Aufgaben:
- a) Übertrage den Satz „Würde aber die Wolken unregelmässiger gestalten.“ aus dem Forenthread zur Bildkritik ins Englische.
- b) Schreibe den Forenthread zur Bildkritik im Anschluss an seinen letzten Satz weiter.

Dokumentauszug:
▬▬▬

# Kritik& Verbesserungen zu diesem Bild



## Letavino (3. Oktober 2007)

da ich ein Photoshopneuling bin, hab ich einfach mal etwas herum experimentiert, nur irgendwie wirkt es noch nicht wirklich so, wie es sollte. Was kann man an dem Bild verbessern, was muss ich anders machen
(Bitte nich so hart, ich weiß, 's ist nichts besonderes  )


----------



## shadowmonkz (3. Oktober 2007)

Sieht einigermassen gut aus. Würde aber die Wolken unregelmässiger gestalten.
Der 3D Effekt fehlt etwas evtl. mit Farben und Filtern versuchen gewisse Objekte/Details
wie z.B. die Schäumchen auf den Wellen hervorzuheben.

▬▬▬

Bereitgestelltes Material:
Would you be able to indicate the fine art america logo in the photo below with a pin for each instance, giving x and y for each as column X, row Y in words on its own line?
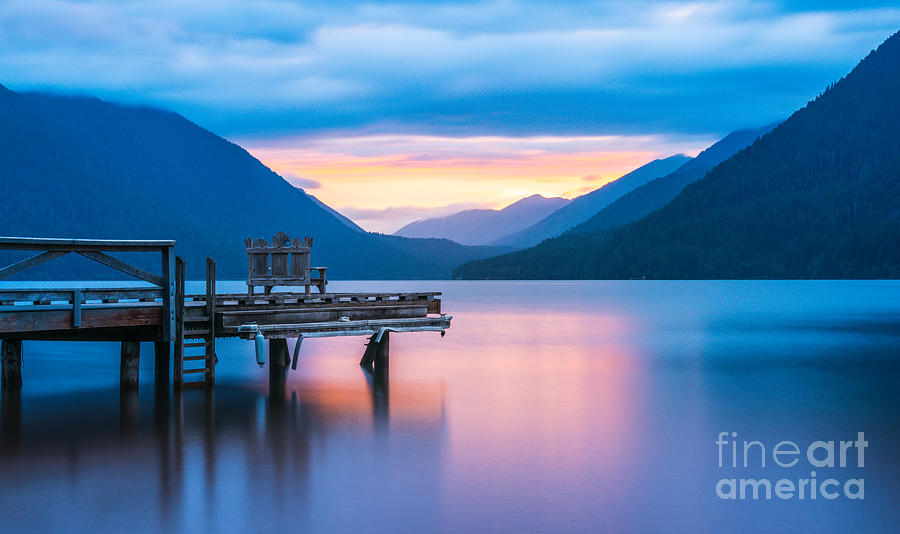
column 787, row 457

▬▬▬

Antworten der Reihe nach:
- a) I would make the clouds more irregular, though.

- b)
----------



## ph0en1xs (3. Oktober 2007)

Mir ist definitiv der Übergang vom Himmel zum Horizont zu hart.
Ein wenig Unschärfe würde dem guttun.


----------



## Ex1tus (4. Oktober 2007)

ph0en1xs hat gesagt.:


> Mir ist definitiv der Übergang vom Himmel zum Horizont zu hart.
> Ein wenig Unschärfe würde dem guttun.



Auf jeden Fall. Das fällt mit sofort auf.

Mir fehlt noch ein springender Delfin^^.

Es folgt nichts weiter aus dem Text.